┌─ INPUT FOR THIS TASK

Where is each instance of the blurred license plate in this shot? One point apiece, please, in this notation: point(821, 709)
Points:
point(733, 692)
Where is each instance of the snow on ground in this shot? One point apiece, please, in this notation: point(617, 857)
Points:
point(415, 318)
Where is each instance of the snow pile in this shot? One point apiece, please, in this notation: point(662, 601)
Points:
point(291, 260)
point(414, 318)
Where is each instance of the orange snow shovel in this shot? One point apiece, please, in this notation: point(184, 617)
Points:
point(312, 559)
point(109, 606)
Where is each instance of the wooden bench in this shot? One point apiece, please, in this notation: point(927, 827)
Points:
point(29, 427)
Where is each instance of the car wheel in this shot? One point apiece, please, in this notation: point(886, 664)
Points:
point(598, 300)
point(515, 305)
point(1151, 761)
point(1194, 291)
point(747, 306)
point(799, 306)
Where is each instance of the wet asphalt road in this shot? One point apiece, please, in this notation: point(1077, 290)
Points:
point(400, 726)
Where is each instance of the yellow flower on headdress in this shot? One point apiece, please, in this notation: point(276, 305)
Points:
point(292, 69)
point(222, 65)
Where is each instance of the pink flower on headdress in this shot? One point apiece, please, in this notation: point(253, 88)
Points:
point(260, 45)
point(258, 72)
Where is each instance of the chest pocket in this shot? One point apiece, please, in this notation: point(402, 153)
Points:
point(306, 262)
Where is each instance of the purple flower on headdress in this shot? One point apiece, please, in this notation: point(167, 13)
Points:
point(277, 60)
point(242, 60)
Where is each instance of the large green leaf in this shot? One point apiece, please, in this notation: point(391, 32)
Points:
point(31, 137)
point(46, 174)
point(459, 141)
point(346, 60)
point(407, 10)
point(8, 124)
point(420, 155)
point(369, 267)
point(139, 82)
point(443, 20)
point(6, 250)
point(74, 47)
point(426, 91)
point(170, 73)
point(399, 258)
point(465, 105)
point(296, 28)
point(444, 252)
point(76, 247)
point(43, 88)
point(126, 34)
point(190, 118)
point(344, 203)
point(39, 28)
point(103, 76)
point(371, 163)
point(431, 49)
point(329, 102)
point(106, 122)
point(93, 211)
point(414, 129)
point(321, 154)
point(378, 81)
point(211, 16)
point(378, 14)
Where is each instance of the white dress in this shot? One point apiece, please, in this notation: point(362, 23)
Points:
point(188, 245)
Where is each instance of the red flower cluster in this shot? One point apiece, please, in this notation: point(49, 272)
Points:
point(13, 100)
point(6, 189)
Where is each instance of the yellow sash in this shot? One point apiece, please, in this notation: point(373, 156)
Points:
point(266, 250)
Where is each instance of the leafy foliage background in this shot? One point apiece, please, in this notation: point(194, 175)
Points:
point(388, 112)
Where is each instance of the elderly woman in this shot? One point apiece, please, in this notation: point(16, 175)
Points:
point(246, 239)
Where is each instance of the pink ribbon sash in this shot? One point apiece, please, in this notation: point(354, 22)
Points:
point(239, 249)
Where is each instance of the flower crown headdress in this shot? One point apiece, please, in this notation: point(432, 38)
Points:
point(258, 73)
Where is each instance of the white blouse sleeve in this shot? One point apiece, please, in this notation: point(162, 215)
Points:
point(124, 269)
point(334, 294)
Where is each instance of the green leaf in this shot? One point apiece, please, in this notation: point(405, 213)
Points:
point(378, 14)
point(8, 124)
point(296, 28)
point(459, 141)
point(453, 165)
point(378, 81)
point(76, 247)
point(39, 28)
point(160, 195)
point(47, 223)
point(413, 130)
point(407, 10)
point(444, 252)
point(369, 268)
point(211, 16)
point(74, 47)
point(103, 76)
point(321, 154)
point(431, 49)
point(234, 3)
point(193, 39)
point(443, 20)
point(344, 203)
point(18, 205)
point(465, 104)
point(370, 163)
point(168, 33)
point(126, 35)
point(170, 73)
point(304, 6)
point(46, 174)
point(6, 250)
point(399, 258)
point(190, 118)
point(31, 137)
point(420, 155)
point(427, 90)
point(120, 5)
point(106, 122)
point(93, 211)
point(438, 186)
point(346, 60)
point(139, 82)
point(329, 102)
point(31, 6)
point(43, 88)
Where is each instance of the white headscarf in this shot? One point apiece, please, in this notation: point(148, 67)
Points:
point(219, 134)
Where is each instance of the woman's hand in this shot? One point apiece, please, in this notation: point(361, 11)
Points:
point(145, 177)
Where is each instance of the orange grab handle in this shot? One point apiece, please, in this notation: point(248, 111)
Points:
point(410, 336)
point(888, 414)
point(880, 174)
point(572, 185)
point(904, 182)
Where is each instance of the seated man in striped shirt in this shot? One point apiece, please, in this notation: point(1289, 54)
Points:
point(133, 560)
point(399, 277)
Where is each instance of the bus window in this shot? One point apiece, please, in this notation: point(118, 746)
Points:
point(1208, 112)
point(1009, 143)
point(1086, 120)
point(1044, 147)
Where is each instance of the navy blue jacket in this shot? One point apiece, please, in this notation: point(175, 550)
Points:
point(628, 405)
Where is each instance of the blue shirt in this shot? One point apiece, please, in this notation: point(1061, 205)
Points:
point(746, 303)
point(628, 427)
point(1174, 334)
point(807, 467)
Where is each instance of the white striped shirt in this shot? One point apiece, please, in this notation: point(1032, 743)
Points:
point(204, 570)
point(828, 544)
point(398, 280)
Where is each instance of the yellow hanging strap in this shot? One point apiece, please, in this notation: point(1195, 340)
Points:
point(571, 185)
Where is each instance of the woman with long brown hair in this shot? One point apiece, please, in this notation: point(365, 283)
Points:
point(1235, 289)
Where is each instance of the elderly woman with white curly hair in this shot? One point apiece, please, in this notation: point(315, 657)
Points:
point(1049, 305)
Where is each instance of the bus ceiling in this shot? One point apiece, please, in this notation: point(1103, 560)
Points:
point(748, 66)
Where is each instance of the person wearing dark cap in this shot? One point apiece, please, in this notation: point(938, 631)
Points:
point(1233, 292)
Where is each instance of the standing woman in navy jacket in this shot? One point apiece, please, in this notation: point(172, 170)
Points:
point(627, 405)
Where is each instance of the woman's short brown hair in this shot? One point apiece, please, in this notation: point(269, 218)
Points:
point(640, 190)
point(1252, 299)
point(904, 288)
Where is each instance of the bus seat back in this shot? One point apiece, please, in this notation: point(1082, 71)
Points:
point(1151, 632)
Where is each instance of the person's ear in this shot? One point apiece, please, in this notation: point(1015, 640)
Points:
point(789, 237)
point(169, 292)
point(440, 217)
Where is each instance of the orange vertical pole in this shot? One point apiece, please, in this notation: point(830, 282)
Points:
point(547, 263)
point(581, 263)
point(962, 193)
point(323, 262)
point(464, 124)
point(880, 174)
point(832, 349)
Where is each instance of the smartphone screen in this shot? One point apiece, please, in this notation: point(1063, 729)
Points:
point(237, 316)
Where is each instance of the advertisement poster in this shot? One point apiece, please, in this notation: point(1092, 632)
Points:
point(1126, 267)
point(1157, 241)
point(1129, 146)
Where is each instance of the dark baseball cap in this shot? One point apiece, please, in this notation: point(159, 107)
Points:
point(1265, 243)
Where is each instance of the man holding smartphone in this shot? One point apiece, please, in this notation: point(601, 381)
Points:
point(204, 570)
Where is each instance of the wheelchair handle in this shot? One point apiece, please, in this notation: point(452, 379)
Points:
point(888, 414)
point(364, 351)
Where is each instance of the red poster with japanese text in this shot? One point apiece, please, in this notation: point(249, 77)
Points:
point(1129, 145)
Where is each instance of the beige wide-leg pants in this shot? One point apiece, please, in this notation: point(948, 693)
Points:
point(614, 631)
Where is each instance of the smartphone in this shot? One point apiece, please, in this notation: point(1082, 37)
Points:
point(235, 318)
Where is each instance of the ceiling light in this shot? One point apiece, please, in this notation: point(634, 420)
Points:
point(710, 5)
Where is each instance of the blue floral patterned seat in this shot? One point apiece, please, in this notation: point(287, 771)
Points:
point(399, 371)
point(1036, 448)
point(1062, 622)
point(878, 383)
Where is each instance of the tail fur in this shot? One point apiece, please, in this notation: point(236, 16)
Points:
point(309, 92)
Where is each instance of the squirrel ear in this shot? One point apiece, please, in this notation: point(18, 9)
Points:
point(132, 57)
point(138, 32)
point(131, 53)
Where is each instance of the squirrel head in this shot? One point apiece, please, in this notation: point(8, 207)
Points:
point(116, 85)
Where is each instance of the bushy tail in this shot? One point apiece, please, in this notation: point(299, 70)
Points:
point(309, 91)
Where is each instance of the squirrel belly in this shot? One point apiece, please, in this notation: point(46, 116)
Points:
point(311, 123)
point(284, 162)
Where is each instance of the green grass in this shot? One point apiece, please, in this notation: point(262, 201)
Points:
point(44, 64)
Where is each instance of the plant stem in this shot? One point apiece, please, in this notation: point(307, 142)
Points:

└─

EXERCISE GOAL -
Give the entries between the lines holding "Where is each instance of the person's" and "point(832, 349)", inclusive, again with "vertical pole" renamed to "upright post" and everything else left unchanged.

ANSWER FOR THIS EXERCISE -
Where is each instance of the person's ear in this shot? One point apiece, please, in this notation: point(1015, 640)
Points:
point(789, 237)
point(169, 292)
point(440, 217)
Where is each instance of the orange upright post in this shot? One point apiece, please, in this notation: point(830, 282)
Points:
point(547, 263)
point(581, 263)
point(962, 193)
point(323, 262)
point(464, 124)
point(880, 174)
point(832, 349)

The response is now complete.